> **What the task requires**: Format the lines of the listing from the line containing "segment --target wooden" to the line containing "205 33 L 204" as a numbered list, with blank lines dropped. Include both end lines, and leave the pictures out of your answer.

> **Entries shown**:
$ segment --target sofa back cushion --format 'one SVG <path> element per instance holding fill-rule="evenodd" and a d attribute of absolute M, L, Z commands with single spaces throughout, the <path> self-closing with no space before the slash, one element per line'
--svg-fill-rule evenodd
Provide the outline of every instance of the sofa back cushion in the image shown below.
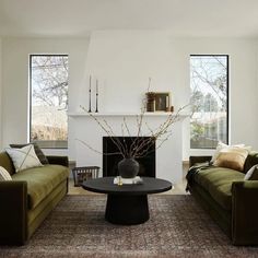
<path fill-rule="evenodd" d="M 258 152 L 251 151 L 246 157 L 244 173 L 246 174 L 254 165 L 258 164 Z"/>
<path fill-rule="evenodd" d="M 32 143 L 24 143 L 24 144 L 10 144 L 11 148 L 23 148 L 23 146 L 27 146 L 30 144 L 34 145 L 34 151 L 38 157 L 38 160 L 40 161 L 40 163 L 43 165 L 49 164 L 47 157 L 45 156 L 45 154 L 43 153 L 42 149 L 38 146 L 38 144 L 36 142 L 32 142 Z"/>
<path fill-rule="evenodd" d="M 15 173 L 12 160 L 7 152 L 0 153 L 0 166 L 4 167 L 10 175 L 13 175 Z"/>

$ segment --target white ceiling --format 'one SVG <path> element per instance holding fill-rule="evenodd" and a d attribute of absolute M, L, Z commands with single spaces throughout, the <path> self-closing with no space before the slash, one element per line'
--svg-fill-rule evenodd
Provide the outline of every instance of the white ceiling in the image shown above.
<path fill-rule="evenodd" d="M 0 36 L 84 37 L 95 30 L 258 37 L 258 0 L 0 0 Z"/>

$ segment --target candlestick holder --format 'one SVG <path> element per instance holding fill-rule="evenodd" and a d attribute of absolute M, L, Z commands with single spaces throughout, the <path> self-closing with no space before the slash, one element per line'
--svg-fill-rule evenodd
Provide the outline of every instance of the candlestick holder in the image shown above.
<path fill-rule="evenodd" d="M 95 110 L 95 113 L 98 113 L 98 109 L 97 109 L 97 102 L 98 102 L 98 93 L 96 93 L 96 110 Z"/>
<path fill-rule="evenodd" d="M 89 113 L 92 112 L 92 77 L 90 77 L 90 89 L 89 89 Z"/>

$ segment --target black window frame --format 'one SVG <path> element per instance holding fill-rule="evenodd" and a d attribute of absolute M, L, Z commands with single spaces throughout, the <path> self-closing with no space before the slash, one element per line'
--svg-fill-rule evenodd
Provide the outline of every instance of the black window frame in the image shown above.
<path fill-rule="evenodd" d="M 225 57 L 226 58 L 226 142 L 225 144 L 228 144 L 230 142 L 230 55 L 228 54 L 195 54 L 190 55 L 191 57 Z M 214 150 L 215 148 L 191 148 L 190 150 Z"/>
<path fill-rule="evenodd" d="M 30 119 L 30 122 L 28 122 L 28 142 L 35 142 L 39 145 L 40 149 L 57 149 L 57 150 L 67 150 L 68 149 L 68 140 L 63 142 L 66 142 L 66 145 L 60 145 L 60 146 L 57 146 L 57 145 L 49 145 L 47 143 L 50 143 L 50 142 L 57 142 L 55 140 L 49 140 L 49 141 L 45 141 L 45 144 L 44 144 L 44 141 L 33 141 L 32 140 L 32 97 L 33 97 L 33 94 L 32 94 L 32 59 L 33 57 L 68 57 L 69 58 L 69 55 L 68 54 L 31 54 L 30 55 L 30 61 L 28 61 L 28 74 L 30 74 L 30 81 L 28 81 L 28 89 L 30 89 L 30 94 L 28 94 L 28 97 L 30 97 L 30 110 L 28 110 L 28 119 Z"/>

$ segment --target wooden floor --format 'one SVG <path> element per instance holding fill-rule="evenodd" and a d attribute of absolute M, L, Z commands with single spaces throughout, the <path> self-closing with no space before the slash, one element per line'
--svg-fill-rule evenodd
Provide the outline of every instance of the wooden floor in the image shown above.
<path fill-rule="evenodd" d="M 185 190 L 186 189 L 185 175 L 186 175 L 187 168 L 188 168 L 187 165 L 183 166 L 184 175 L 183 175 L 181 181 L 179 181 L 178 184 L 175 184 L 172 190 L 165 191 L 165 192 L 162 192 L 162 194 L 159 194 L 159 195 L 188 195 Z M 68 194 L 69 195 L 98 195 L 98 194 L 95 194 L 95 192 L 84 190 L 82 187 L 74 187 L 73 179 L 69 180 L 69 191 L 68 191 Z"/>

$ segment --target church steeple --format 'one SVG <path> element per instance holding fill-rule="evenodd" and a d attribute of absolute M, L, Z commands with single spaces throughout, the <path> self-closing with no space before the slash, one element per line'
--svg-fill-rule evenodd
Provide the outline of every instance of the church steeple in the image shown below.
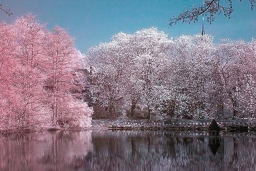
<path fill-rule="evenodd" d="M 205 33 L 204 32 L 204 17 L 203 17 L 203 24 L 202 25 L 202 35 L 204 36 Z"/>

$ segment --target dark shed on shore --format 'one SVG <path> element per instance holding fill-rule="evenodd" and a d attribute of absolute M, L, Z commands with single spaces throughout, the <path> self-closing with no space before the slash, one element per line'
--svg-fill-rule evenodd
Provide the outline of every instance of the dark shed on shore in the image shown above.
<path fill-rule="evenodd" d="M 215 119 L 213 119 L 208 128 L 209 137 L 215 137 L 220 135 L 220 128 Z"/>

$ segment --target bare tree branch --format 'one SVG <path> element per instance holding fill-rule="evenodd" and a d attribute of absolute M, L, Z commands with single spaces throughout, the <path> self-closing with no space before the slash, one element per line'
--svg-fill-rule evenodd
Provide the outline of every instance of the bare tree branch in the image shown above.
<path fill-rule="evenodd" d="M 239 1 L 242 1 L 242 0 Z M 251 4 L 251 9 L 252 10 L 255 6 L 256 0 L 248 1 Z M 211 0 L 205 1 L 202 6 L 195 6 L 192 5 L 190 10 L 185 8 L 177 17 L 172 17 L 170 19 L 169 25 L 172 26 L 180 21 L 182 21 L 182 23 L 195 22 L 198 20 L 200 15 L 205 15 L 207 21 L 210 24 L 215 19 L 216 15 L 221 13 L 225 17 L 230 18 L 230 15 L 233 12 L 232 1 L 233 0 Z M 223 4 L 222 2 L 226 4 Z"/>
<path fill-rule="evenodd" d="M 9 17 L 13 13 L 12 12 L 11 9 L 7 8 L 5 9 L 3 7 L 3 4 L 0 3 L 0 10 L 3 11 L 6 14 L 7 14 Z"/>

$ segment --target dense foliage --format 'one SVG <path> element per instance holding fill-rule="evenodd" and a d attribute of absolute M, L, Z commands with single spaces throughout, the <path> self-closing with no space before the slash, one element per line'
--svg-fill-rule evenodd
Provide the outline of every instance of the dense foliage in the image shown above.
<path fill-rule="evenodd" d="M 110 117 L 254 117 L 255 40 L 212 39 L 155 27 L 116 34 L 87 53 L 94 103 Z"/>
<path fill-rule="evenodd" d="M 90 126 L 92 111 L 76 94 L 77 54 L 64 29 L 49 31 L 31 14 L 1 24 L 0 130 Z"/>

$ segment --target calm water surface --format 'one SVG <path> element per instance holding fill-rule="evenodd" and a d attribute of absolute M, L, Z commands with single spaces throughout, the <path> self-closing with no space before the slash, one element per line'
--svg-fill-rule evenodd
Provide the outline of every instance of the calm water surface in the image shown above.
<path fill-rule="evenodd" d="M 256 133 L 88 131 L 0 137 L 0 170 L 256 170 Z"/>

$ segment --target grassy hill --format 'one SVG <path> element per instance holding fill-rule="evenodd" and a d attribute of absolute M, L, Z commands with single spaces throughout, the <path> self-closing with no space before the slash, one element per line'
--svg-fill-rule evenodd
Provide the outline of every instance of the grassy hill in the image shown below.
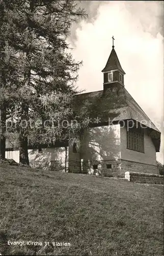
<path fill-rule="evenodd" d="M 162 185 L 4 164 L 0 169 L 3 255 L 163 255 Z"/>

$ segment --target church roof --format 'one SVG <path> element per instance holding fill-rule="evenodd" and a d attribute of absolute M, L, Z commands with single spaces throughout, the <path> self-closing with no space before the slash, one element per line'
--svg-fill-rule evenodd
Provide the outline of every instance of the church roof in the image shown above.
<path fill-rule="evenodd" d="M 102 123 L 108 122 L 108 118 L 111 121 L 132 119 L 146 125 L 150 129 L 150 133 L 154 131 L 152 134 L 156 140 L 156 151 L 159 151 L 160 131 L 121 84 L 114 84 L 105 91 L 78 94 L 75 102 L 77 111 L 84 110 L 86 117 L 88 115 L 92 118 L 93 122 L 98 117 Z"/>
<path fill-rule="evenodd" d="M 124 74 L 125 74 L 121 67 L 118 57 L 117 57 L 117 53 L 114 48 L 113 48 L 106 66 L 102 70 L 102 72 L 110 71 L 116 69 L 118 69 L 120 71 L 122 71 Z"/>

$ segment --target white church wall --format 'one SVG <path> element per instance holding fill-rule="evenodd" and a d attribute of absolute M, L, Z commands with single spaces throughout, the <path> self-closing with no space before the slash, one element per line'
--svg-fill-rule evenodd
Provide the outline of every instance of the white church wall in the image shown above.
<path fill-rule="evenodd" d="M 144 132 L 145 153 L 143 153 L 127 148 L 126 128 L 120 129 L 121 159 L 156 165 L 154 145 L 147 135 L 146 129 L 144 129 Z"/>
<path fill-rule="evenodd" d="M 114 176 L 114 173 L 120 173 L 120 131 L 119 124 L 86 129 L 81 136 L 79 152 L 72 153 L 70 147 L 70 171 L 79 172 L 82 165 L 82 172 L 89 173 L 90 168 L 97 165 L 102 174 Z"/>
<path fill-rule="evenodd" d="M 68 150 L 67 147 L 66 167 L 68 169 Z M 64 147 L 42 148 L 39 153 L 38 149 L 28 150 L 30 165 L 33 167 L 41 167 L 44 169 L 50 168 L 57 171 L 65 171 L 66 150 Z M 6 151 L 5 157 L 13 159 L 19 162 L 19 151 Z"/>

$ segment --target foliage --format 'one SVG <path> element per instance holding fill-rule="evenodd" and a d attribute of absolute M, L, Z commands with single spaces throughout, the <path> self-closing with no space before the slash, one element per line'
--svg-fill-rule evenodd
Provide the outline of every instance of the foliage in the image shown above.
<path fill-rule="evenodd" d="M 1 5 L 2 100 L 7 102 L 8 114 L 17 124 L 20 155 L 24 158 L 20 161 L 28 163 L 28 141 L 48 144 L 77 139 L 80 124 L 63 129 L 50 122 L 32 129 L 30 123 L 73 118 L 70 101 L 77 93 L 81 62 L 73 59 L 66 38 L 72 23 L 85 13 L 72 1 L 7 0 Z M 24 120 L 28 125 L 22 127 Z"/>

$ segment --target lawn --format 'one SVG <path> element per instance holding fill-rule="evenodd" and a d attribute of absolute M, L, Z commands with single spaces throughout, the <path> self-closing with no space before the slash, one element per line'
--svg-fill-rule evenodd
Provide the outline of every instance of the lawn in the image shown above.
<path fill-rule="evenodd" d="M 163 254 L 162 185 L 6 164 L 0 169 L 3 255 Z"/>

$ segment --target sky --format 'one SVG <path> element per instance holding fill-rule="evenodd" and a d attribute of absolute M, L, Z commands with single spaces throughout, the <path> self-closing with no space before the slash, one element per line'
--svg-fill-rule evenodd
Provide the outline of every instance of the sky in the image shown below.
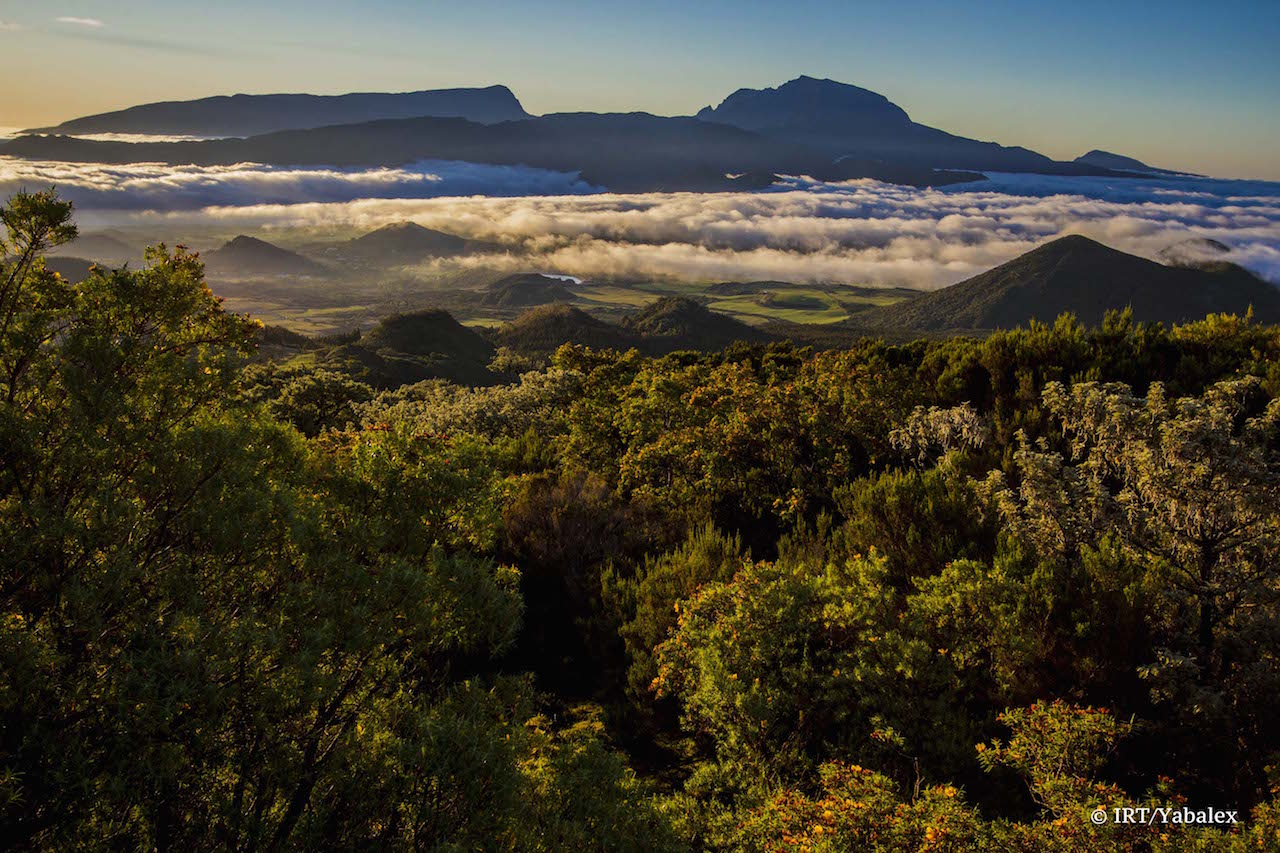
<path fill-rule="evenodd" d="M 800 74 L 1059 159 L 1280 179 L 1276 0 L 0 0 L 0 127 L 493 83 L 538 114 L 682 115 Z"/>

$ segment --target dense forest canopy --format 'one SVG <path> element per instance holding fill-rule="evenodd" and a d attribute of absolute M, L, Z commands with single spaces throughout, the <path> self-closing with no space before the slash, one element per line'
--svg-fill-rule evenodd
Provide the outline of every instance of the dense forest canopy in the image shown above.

> **Task solution**:
1. $ segment --target wooden floor --format 'one SVG <path> element per instance holding fill-rule="evenodd" and a d attribute of absolute M, L, Z commands with single spaces throughout, the <path> self-closing with no space before the slash, one element per line'
2. --svg-fill-rule evenodd
3. Provide the outline of every instance of the wooden floor in the image shown above.
4. <path fill-rule="evenodd" d="M 185 190 L 186 189 L 185 175 L 186 175 L 187 168 L 188 168 L 187 165 L 183 166 L 184 175 L 183 175 L 181 181 L 179 181 L 178 184 L 175 184 L 172 190 L 165 191 L 165 192 L 162 192 L 162 194 L 159 194 L 159 195 L 188 195 Z M 68 194 L 69 195 L 98 195 L 98 194 L 95 194 L 95 192 L 84 190 L 82 187 L 74 187 L 73 179 L 69 180 L 69 191 L 68 191 Z"/>
5. $ segment --target church steeple --format 'one SVG <path> element per instance holding fill-rule="evenodd" and a d attribute of absolute M, L, Z commands with single spaces throughout, the <path> self-closing with no space before the slash, one element per line'
6. --svg-fill-rule evenodd
7. Provide the outline of every instance of the church steeple in the image shown below.
8. <path fill-rule="evenodd" d="M 205 33 L 204 32 L 204 17 L 203 17 L 203 24 L 202 25 L 202 35 L 204 36 Z"/>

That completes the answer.